ABOUT THIS EXERCISE
Each line from the one holding "Label a point on each instance of the license" to the last line below must be written out exactly, with no other output.

Point localization data
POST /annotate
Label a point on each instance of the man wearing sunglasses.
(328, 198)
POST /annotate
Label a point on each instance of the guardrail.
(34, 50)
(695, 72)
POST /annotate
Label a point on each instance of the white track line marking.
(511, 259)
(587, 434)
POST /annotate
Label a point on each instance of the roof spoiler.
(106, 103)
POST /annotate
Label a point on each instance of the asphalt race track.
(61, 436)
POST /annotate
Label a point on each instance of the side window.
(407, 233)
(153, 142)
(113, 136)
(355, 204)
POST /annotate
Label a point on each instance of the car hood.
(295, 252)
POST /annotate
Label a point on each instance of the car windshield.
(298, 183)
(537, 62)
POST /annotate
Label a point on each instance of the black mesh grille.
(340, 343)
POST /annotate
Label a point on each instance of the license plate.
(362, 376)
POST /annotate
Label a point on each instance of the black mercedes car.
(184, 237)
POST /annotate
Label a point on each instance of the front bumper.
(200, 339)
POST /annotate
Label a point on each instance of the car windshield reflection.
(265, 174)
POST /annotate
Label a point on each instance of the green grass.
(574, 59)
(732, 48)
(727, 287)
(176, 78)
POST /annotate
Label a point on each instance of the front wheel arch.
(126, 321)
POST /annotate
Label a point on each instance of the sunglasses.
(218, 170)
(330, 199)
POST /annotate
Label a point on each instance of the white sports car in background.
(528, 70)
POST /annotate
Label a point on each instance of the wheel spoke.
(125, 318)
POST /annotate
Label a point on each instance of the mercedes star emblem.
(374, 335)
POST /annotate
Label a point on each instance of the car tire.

COMPLETED TASK
Label a point on each instance of the license plate.
(362, 376)
POST /annotate
Label a point on each instance of the black mercedes car.
(184, 237)
POST /annotate
Label a point on each instance of the front bumper.
(200, 339)
POST /annotate
Label a point on each instance of the car windshield reflection.
(265, 174)
POST /annotate
Label a point on each instance of the green grass.
(574, 59)
(732, 48)
(727, 287)
(176, 78)
POST /annotate
Label a point on each instance of the front wheel arch.
(126, 321)
POST /annotate
Label a point on each instance of the sunglasses.
(218, 170)
(330, 199)
POST /annotate
Label a point on each instance of the white sports car in background.
(528, 70)
POST /annotate
Label a point on each instance of the wheel spoke.
(125, 318)
POST /annotate
Label a point on each instance of the mercedes star emblem.
(374, 335)
POST /annotate
Label a point on each instance of the car tire.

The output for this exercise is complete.